EXERCISE DETAILS:
Retype the whole listing verbatim and keep the pictures out of it.

TASK INPUT:
------------------------------------------------

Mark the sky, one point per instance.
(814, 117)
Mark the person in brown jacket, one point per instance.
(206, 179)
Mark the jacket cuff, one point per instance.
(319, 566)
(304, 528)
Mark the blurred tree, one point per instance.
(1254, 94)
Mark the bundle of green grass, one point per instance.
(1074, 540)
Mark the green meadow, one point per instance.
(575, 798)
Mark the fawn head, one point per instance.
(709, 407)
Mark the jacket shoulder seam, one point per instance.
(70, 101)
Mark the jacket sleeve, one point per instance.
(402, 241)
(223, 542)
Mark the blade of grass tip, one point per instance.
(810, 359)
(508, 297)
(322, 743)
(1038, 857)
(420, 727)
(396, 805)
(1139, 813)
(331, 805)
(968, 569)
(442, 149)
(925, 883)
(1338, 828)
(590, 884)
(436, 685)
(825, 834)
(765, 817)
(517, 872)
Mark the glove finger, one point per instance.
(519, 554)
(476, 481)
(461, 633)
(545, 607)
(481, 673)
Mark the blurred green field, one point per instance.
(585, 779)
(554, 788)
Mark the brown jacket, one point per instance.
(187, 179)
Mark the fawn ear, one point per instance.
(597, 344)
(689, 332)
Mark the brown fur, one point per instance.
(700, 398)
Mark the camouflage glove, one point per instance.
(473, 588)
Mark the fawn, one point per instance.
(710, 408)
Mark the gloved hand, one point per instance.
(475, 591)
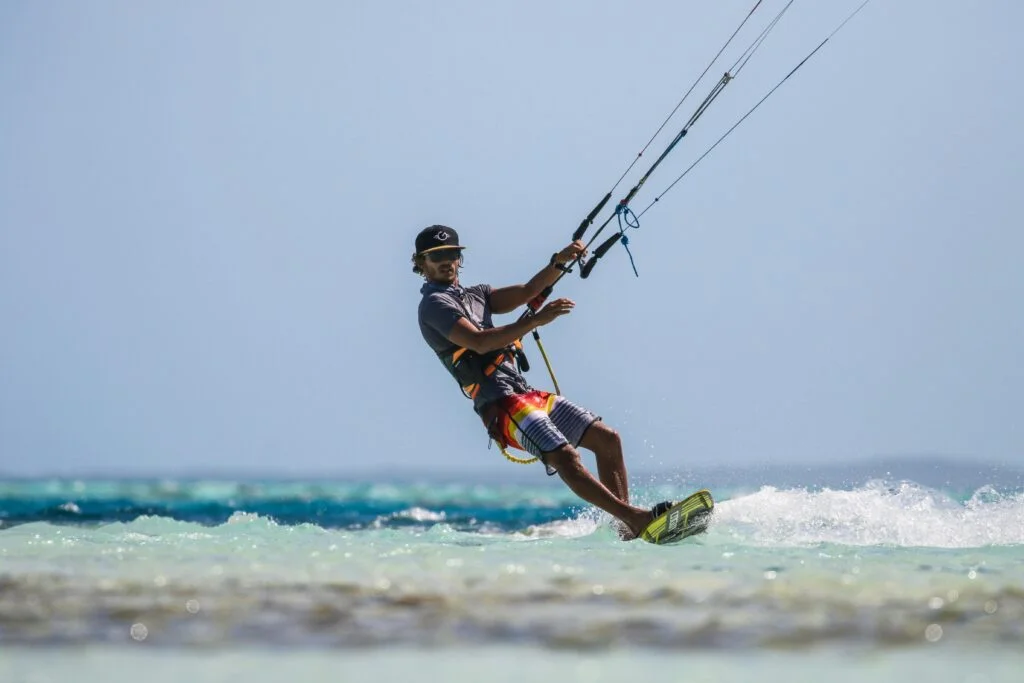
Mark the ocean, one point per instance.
(884, 570)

------------------------------------------------

RESPONSE BELOW:
Mark the sky, one point per instance.
(814, 117)
Mark the person in brown jacket, one point per instance.
(206, 179)
Mark the jacket cuff, one point per instance.
(319, 566)
(304, 528)
Mark the blurred tree, one point per instance.
(1254, 94)
Mark the bundle of green grass, one point per instance.
(1074, 540)
Mark the green meadow, one point per instance.
(575, 798)
Mark the fawn head, one point per instance.
(709, 407)
Mark the jacket shoulder seam, one point per instance.
(70, 101)
Mark the jacket sleeve, one point per instance.
(402, 241)
(223, 542)
Mark the blade of grass tip, one point per instance.
(810, 359)
(508, 297)
(322, 743)
(1038, 857)
(420, 727)
(396, 805)
(1139, 813)
(331, 805)
(968, 569)
(442, 149)
(925, 883)
(1338, 828)
(590, 884)
(436, 685)
(825, 834)
(765, 817)
(517, 872)
Mark the glove finger, one point per instance.
(519, 554)
(476, 481)
(461, 633)
(545, 607)
(481, 673)
Mark the blurred green field, one point per instance.
(585, 779)
(554, 788)
Mark the brown jacket, one point per instance.
(187, 179)
Mark the fawn ear, one point per instance.
(597, 344)
(689, 332)
Mark the brown fur, one point per instance.
(700, 398)
Mark the camouflage glove, one point per instance.
(473, 588)
Mark the fawn, one point per instance.
(710, 408)
Mark the gloved hand, one point per instance.
(475, 591)
Mark the ocean, one point per instance.
(884, 570)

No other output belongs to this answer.